◆ Goal of the exercise
Render the material below as a numbered list with one line per entry, leaving out blank lines.

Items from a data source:

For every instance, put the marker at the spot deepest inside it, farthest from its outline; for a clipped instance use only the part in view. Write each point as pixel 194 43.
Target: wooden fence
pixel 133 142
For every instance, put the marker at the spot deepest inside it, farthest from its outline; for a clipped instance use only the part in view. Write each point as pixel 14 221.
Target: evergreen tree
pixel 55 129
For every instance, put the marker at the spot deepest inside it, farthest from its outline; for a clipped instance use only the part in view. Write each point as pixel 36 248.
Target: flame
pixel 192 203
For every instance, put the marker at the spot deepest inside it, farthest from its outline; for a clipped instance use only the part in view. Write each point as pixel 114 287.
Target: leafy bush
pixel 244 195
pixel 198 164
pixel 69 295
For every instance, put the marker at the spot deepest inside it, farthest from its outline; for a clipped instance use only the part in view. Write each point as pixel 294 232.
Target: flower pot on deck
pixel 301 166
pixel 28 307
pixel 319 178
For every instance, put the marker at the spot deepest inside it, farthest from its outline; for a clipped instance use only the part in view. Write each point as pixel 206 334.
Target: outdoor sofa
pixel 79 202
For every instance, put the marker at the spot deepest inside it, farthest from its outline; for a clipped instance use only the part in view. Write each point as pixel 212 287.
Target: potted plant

◆ Complete output
1. For every instance, put the marker at the spot deepest inside it, farthest from its outline; for a clipped instance use only the part in view. Write each point as pixel 194 43.
2. Target: wooden fence
3. pixel 133 142
4. For every instance, put the marker at the spot deepest inside it, farthest from its outline; for a clipped instance use only the part in view. Write each point as pixel 14 221.
5. Target: evergreen tree
6. pixel 55 129
7. For every instance, put the marker at the spot deepest inside it, farthest from its outline; for a clipped instance use only the part in view. Write each point as pixel 36 248.
8. Target: flame
9. pixel 192 203
10. For every instance, put the marker at the spot deepest inside it, farthest from its outline; for a clipped instance use only the part in view. Write each point as pixel 114 287.
11. Target: leafy bush
12. pixel 244 195
13. pixel 198 164
14. pixel 69 295
15. For every instance, put the marker at the spot deepest inside it, farthest from its outline; for a clipped instance use only the part in view. Write each point as pixel 294 232.
16. Target: flower pot on deck
17. pixel 301 166
18. pixel 28 307
19. pixel 319 178
20. For every instance, put the marker at the spot deepest inside it, farthest from its outline; for a clipped instance use only the part in view. Write each point as pixel 206 334.
21. Target: outdoor sofa
22. pixel 79 202
23. For every instance, put the marker at the spot deepest inside it, farthest from its outline; for a clipped instance use only the part in view. Write each point as pixel 212 287.
24. Target: potted plant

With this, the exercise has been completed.